→ **Trecho do documento**:
Em entrevista exclusiva, Mário Kertész fala sobre economia, negócios, família e sobre sua insatisfação com a Bahia


por Pedro Hijo
fotos Rômulo Portela


Mário Kertész, em sua sala de reunião, afirma: “Salvador está em um momento muito baixo-astral”

Está no dicionário de baianês: “rame-rame” significa coisa comum, rotineira, repetitiva. A expressão popular no Nordeste do Brasil, usada por Mário Kertész para definir a insatisfação dele com determinados setores da Bahia, é a cara do comunicador, que costuma sair do pedestal para falar com todos cara a cara. O ato de sintonizar o rádio na 101,3 FM para ouvir suas opiniões virou hábito no dia a dia dos baianos, que já o consideram como um amigo de longa data. Mário nos recebeu em sua sala de trabalho no Grupo Metrópole para um bate-papo de algumas horas em que pôde falar abertamente sobre seu pioneirismo na comunicação baiana, economia, negócios, a ideia dele de montar um fórum de discussão em Salvador e ainda a respeito do que chama de falta de inteligência na Bahia: “Estamos no buraco, mas vamos sair dele”.

→ **Dados fornecidos**:
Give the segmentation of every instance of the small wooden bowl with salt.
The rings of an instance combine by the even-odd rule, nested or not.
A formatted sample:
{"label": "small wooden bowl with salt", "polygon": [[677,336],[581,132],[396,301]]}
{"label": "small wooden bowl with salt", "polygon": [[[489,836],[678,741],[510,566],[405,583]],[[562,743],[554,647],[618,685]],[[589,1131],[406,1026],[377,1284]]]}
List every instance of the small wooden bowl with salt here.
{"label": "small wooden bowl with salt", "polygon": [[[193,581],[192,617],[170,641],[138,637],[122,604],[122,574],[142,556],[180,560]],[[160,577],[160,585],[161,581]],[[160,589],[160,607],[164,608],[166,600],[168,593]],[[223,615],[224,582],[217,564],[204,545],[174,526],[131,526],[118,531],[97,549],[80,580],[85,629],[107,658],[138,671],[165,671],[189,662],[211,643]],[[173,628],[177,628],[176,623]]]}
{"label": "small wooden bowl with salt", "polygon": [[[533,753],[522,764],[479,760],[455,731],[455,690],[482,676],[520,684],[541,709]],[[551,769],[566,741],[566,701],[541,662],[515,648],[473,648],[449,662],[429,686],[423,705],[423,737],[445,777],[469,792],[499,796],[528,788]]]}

→ **Objetivo do exercício**: No trecho da entrevista com Mário Kertész, o que significa "rame-rame" segundo o dicionário de baianês?

→ **Resultado final**: Coisa comum, rotineira, repetitiva.